Ai ballottaggi per l'elezione dei sindaci del 25 giugno 2017
Vola l'astensionismo. Sindaci delegittimati
Disfatta del PD. M5S al palo. Il “centro-destra” strappa al “centro-sinistra” comuni importanti come Genova
Solo dando forza al PMLI e battendosi per il socialismo È possibile cambiare l'italia

Il 25 giugno oltre quattro milioni di elettori sono stati di nuovo chiamati alle urne per la scelta dei sindaci al ballottaggio in 111 comuni, fra i quali 22 comuni capoluoghi.
Il dato principale è che l'astensionismo ha volato in alto, ben oltre ogni legittima aspettativa. In complesso ha disertato le urne ben il 54% degli elettori. Più di un elettore su due ha deciso che non voleva esprimere una propria preferenza per i due candidati rimasti a contendersi il potere cittadino. L'incremento fra il primo e il secondo turno è stato addirittura del 12%. Superiore a quanto era stato nelle
elezioni precedenti, che in genere si erano tenute nel 2012.

Astensionismo record
Gli incrementi maggiori in Calabria (+20,8%) e in questa regione vogliamo registrare anche l'avanzata dell'astensionismo a Paola (Cosenza) dove la diserzione dalle urne è arrivata al 43% (+12%). In Campania la diserzione cresce del 20,2% e altrettanto avviene al Sud.
Per quanto riguarda i comuni capoluoghi la diserzione dalle urne ha raggiunto addirittura il 67,1% a Taranto la città del massacro operaio e della devastazione ambientale dell'Ilva con un incremento del 25,6% fra il primo e il secondo turno.
A Como la diserzione sale al 64,2% (+13,3% fra 1° e 2° turno), a Catanzaro l'incremento è stato addirittura del 30,4% passando dal 22,6% al 52,9%.
Sopra la media nazionale stanno Belluno (58,8%), Asti (58,3%), Verona (57,6%), Genova (57,3%), Oristano (56,1%), Gorizia (56%), Monza e Parma (54,8%). Sopra il 50% anche Alessandria, La Spezia, Piacenza, Lucca, Pistoia e Catanzaro.
Grosse differenze fra Nord, Centro e Sud ormai non ce ne sono. La diserzione è solo un po' più massiccia nei grossi centri, per esempio nei comuni capoluogo, rispetto ai comuni più piccoli dove evidentemente il controllo esercitato dalle istituzioni borghesi e dai partiti parlamentari, ma anche dalle cosiddette “Liste civiche” e dai singoli candidati sull'elettorato è maggiore e più capillare.
L'aumento dell'astensionismo fra il primo e il secondo turno non è un dato semplicemente fisiologico perché in passato lo scarto non era così consistente e comunque varia da città a città proprio perché l'elettorato non è più statico e sempre più sceglie consapevolmente di astenersi per punire questo o quel candidato, questo o quel partito parlamentare.

::::::::::

**COMPITO ASSEGNATO 1:**
Trasforma in elenco puntato il paragrafo dell'articolo sui ballottaggi che comincia con «Sopra la media nazionale stanno» e conserva tutte le città e le percentuali.
**COMPITO ASSEGNATO 2:**
Trascrivi senza modifiche il passo dell'articolo sui ballottaggi che inizia con le parole «L'aumento dell'astensionismo fra» e si chiude dopo «quel partito parlamentare.».

::::::::::

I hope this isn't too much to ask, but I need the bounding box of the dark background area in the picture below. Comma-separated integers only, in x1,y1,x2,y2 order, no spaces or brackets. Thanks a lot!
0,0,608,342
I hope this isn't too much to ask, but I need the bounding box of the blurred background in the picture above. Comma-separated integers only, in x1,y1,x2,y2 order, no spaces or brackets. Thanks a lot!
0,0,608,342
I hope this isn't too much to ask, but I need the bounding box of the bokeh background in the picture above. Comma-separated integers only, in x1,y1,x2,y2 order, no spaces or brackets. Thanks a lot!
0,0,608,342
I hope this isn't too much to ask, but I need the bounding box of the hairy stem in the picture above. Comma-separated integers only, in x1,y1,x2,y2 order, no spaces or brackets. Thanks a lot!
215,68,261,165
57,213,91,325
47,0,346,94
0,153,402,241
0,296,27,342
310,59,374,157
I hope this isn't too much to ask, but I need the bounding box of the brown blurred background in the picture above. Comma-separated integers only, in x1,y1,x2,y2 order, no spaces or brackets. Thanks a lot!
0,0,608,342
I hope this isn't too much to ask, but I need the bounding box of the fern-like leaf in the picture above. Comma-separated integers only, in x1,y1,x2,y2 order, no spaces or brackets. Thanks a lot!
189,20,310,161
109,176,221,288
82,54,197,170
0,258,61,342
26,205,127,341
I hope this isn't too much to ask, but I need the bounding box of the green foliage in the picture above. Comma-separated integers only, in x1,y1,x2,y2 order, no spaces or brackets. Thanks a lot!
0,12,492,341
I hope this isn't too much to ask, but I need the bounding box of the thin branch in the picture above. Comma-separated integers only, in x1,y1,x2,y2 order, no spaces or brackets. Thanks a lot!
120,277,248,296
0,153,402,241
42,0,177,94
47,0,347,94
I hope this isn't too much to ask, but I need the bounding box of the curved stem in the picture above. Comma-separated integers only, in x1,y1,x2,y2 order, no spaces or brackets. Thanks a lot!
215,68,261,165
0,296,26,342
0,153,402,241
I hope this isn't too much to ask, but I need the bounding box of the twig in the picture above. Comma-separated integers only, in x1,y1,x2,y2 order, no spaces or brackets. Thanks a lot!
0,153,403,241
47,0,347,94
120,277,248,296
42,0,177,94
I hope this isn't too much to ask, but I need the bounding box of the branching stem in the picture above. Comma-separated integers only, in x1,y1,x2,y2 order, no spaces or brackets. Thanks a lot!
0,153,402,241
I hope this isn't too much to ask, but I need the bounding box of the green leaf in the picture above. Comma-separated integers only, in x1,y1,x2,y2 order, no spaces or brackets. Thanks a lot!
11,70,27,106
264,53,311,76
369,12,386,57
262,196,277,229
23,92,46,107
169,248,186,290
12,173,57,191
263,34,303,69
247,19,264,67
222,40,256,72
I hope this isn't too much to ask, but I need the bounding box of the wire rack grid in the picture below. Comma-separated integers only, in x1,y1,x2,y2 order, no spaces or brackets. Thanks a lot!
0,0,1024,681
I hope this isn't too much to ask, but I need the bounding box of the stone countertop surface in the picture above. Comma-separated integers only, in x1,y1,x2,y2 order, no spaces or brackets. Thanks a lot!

::::::::::

**RISULTATO 1:**
Sopra la media nazionale:
- Belluno: 58,8%
- Asti: 58,3%
- Verona: 57,6%
- Genova: 57,3%
- Oristano: 56,1%
- Gorizia: 56%
- Monza: 54,8%
- Parma: 54,8%

Sopra il 50%:
- Alessandria
- La Spezia
- Piacenza
- Lucca
- Pistoia
- Catanzaro

**RISULTATO 2:**
L'aumento dell'astensionismo fra il primo e il secondo turno non è un dato semplicemente fisiologico perché in passato lo scarto non era così consistente e comunque varia da città a città proprio perché l'elettorato non è più statico e sempre più sceglie consapevolmente di astenersi per punire questo o quel candidato, questo o quel partito parlamentare.